## EXERCISE OBJECTIVE
Quote the following listing lines verbatim, beginning at the line that contains "Find the acc" and stopping after the line that contains "Please outline every instance of the acc".

## GIVEN RECORDS
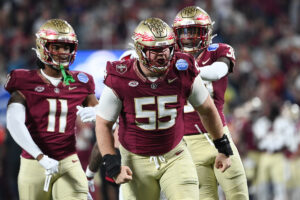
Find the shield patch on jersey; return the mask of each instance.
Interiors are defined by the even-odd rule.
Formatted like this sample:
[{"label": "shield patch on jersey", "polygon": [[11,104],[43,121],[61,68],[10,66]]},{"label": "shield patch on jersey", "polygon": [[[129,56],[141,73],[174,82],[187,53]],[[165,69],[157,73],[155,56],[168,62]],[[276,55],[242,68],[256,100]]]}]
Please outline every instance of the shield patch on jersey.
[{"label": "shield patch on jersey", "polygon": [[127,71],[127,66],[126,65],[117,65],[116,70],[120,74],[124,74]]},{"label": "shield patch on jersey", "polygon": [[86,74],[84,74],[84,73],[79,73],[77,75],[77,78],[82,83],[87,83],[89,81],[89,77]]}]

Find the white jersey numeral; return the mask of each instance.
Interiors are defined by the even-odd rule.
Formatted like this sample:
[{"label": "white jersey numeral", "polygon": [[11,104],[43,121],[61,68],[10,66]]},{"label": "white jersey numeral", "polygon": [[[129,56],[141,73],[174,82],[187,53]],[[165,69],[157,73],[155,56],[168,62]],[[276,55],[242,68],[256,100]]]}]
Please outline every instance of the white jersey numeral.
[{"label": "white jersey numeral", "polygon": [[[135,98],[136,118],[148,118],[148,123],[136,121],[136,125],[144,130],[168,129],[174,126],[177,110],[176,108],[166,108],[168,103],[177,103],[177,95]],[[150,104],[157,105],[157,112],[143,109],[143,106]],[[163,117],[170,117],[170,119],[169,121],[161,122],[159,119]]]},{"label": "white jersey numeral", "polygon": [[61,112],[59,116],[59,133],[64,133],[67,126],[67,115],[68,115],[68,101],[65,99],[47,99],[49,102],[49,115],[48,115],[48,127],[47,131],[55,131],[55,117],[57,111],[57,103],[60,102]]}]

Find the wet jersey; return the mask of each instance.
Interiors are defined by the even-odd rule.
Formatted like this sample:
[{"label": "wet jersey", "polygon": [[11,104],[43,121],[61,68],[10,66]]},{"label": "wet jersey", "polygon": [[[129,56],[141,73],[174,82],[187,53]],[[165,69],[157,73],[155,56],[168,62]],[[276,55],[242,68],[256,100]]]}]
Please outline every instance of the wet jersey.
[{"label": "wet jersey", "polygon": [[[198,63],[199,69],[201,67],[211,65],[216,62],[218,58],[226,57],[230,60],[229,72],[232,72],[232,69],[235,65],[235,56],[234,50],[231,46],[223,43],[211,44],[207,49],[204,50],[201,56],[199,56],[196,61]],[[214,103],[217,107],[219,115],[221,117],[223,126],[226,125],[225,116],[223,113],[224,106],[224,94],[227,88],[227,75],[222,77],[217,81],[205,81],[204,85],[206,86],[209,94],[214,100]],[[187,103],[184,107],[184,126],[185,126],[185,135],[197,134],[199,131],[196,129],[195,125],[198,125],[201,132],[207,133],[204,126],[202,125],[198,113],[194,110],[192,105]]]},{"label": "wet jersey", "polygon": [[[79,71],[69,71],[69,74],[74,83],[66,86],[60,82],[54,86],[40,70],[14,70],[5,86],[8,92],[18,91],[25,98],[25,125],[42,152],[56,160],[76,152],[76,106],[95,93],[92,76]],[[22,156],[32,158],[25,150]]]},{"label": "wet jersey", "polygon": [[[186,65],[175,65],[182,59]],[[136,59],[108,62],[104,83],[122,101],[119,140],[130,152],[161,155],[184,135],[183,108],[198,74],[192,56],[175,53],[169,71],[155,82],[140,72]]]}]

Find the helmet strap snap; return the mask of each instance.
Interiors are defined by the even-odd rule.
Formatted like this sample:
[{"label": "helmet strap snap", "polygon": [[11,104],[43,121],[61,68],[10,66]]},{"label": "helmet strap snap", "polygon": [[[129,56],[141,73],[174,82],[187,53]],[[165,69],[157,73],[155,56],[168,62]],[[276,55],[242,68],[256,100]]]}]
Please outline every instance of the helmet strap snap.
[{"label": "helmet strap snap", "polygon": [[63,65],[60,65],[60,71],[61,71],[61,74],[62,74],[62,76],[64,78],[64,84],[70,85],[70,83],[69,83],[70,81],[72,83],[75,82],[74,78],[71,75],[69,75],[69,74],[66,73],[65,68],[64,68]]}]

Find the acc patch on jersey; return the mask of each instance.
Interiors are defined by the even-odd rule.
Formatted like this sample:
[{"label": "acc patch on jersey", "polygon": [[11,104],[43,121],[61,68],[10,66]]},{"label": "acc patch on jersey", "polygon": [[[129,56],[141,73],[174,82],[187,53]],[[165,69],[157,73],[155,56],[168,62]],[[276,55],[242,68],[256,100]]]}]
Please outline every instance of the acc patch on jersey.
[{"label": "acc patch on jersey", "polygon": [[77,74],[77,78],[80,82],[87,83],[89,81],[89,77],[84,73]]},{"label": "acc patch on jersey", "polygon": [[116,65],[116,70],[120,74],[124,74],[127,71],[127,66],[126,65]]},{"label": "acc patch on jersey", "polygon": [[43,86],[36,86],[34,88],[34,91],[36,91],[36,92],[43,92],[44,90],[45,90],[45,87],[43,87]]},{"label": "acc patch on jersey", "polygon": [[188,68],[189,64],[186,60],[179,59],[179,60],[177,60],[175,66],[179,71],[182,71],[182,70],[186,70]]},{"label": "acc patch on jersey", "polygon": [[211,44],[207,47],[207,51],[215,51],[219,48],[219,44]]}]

## REPLY TO THE EXERCISE
Find the acc patch on jersey; return the mask of each instance.
Interiors are defined by the even-odd rule.
Formatted like this sample:
[{"label": "acc patch on jersey", "polygon": [[11,104],[43,121],[61,68],[10,66]]},{"label": "acc patch on jersey", "polygon": [[[129,56],[141,73],[174,82],[187,53]],[[165,69],[157,73],[155,56],[168,62]],[[276,55],[242,68],[256,100]]]}]
Please outline every instance of the acc patch on jersey.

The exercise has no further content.